What is needed -> After going through the data below, state how many lines contain "segment", and nothing else.

(Excerpts from a dataset)
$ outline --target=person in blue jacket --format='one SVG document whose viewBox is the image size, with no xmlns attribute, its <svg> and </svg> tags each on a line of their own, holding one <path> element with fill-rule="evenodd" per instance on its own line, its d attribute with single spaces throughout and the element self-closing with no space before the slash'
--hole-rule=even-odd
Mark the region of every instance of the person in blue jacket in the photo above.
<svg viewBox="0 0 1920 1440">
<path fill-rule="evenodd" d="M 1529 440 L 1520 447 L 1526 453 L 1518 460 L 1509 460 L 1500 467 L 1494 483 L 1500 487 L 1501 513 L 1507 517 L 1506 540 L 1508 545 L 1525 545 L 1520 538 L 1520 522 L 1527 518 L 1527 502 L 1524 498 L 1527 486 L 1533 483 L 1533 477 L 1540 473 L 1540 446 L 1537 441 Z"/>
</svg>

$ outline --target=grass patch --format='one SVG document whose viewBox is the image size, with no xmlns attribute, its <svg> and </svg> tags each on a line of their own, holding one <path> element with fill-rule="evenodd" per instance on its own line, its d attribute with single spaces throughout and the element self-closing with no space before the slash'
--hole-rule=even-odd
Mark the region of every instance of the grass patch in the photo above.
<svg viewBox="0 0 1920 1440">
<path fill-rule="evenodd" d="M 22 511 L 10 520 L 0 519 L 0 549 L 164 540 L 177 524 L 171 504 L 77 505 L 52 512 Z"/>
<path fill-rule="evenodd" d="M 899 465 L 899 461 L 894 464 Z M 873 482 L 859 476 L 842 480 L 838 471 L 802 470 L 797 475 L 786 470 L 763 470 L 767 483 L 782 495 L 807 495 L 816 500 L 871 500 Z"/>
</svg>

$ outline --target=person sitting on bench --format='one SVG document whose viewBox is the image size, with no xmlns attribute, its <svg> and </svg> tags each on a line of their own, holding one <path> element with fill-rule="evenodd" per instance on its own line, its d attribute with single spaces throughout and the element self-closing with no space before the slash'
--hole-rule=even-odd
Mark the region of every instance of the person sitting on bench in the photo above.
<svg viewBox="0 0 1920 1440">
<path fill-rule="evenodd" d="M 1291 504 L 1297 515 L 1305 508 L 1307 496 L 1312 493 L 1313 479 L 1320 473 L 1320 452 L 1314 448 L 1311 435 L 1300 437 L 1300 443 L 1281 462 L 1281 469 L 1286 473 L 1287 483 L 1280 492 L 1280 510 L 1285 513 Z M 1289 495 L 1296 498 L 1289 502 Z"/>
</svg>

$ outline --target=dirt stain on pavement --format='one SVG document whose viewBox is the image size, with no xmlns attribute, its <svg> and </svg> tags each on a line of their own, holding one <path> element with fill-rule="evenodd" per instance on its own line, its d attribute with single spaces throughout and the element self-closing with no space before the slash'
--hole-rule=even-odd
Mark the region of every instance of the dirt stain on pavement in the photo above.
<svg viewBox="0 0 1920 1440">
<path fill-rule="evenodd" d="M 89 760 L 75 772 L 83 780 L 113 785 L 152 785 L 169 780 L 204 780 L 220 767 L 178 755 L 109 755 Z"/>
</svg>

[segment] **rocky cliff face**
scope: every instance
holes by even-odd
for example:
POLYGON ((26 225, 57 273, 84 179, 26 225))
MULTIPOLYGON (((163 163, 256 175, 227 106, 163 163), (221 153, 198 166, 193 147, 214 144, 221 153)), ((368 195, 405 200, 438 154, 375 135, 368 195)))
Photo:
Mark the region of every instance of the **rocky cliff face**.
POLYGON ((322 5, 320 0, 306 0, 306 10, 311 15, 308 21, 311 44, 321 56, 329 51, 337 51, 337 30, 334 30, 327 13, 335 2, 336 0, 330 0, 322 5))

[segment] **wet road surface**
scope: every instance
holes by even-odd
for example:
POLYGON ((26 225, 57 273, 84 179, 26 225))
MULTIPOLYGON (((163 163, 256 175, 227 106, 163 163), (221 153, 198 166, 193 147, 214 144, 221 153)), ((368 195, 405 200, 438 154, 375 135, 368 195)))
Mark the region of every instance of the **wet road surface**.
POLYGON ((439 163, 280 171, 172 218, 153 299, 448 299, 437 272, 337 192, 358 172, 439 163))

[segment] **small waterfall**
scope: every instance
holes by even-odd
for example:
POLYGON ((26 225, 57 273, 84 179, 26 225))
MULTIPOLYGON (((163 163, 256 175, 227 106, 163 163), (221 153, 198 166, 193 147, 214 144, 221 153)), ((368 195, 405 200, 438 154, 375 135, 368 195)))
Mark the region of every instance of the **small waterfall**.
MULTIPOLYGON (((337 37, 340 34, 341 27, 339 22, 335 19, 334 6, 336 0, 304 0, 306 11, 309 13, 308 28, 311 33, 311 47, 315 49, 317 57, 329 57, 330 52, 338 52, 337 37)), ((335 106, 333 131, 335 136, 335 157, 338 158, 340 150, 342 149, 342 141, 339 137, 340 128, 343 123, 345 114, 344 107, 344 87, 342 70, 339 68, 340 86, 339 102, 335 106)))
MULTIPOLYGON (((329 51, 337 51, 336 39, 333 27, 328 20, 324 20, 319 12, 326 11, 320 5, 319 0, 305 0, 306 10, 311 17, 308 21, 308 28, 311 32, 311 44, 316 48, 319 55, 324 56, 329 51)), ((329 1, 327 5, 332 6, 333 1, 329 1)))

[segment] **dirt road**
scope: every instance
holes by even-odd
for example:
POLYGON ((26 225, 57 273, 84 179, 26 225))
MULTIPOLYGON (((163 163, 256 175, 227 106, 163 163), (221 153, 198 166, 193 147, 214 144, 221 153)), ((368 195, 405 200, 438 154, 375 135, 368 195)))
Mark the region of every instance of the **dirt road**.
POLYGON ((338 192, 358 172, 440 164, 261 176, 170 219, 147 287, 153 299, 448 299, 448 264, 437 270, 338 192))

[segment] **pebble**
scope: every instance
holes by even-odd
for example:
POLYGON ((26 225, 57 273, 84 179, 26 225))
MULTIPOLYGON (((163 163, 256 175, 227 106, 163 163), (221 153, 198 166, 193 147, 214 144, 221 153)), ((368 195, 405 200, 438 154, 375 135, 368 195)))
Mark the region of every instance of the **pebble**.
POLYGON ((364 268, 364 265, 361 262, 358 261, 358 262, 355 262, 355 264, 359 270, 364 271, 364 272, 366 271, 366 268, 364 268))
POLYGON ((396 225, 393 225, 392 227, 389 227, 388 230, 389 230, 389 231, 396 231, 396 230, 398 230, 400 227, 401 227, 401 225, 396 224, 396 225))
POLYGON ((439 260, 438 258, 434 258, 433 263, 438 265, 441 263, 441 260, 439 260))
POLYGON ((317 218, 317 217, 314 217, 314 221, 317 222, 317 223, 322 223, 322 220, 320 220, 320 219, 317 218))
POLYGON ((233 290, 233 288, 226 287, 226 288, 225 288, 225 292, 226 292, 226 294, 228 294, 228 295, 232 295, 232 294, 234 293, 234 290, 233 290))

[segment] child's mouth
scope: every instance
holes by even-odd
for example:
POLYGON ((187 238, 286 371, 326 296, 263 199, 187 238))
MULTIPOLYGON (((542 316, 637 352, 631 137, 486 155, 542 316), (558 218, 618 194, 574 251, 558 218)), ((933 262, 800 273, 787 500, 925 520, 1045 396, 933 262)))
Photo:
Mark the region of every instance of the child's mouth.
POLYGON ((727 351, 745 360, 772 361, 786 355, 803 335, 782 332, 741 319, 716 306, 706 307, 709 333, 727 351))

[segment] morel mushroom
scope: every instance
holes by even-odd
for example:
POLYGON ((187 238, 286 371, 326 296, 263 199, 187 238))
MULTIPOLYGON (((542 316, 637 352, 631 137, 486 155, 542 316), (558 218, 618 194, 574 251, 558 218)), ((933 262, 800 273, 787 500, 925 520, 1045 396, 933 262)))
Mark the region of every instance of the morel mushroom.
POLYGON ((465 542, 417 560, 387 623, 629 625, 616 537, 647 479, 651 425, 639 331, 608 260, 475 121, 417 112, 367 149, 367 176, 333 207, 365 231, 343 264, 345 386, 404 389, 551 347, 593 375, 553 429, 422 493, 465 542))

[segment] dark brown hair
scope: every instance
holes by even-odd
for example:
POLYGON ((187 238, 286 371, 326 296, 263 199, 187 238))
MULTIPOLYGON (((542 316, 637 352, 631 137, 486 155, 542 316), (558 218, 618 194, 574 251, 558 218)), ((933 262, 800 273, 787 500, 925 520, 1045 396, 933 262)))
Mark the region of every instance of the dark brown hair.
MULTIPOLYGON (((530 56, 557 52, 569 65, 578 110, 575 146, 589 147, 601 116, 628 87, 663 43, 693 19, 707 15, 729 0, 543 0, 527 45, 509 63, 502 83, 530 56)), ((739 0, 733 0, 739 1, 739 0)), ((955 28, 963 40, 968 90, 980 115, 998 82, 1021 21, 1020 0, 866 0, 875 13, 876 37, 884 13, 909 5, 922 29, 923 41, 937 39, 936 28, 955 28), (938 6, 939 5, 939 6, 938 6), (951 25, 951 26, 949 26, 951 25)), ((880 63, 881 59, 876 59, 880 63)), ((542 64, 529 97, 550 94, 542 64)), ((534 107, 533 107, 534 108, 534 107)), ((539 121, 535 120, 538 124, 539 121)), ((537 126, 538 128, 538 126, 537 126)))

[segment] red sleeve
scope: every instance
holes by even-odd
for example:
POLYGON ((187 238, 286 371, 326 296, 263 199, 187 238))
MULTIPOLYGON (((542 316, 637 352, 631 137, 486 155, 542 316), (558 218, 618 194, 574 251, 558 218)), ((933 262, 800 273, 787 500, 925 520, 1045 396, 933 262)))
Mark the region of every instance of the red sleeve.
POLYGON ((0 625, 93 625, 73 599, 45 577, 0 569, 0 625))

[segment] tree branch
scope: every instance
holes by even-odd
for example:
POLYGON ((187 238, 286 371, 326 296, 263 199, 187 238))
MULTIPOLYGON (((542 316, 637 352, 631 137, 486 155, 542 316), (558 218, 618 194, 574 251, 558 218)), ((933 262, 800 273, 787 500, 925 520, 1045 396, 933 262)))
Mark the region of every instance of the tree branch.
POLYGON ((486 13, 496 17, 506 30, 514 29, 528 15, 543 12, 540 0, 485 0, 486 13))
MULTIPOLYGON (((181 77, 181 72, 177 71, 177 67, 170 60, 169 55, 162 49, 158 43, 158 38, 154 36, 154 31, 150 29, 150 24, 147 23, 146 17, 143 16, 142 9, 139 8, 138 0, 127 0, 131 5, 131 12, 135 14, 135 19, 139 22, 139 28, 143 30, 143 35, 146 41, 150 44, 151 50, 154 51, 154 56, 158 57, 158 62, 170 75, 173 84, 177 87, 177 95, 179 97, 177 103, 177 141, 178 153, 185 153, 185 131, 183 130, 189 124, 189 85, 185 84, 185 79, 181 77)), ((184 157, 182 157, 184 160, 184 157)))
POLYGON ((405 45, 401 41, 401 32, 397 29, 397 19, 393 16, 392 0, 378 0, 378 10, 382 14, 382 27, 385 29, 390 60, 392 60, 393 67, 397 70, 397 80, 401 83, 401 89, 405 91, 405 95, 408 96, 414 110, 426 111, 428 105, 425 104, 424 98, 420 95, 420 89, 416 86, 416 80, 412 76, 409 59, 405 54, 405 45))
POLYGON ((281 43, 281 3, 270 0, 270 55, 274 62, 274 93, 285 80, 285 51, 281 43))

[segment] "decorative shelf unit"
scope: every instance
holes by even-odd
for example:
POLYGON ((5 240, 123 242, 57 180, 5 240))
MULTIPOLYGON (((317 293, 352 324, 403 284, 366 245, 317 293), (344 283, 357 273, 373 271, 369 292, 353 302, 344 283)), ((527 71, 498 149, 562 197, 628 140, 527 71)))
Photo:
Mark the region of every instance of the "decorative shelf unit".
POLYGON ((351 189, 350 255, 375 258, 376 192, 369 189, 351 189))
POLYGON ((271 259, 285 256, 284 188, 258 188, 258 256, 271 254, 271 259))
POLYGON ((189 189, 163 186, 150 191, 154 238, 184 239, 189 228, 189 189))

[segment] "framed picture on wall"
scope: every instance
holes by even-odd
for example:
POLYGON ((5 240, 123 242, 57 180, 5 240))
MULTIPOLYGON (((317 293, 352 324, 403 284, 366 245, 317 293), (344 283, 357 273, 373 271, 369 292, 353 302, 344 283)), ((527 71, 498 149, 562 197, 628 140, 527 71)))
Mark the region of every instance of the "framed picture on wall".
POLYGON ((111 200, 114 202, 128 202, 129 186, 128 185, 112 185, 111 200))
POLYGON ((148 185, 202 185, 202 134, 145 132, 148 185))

Worked solution -> 12